Only the lines from the beginning of the data below through the line containing "indicate the upper" belong in the response, each copied exactly.
(Given records begins)
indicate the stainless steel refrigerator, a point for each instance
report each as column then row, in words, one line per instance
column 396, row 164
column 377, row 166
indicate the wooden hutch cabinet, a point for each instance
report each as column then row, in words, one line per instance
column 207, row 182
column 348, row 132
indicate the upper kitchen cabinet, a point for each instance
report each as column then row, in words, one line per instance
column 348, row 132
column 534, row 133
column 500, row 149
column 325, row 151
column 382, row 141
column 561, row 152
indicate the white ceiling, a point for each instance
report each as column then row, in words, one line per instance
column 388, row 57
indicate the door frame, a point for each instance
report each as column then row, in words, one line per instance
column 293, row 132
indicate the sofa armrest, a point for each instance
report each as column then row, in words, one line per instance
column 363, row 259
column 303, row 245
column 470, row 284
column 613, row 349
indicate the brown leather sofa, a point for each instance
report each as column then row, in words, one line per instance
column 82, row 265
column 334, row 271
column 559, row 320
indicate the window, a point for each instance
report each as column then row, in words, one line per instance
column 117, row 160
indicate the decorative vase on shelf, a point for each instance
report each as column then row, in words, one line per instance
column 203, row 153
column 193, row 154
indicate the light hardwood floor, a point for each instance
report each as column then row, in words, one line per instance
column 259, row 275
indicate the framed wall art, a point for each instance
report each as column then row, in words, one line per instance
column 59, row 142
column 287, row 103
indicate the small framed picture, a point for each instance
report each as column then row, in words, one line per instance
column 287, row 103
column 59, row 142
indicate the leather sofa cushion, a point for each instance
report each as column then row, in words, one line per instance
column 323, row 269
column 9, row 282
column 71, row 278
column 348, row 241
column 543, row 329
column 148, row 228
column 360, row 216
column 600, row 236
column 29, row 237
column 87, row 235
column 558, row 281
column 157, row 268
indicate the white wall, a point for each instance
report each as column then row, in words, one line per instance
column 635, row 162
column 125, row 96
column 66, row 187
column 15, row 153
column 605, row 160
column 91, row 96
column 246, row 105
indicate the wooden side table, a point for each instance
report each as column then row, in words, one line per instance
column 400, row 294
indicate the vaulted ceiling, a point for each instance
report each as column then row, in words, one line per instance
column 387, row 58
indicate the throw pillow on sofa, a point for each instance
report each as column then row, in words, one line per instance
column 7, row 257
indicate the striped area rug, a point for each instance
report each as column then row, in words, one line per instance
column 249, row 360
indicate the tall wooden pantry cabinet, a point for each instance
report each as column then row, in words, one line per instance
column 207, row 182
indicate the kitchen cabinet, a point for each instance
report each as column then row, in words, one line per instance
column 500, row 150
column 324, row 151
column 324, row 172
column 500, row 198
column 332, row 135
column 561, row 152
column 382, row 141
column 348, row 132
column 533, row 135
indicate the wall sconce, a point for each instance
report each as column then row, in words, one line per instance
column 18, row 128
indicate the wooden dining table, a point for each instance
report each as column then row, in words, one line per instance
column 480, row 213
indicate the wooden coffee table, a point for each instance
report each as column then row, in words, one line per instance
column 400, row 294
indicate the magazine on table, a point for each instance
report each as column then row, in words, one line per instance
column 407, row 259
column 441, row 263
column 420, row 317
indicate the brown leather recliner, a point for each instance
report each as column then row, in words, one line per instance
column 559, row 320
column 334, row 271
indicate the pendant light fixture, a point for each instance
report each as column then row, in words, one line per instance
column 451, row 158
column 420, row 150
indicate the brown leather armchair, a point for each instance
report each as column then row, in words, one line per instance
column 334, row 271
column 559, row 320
(Given records ends)
Solution to this exercise>
indicate the stainless steel refrigerator, a point for each instance
report each as column then row, in words, one line per instance
column 396, row 164
column 377, row 166
indicate the wooden hutch cabinet, a point for each instance
report each as column then row, in words, one line per instance
column 207, row 182
column 348, row 132
indicate the upper kitchen cabinet, a point for each instance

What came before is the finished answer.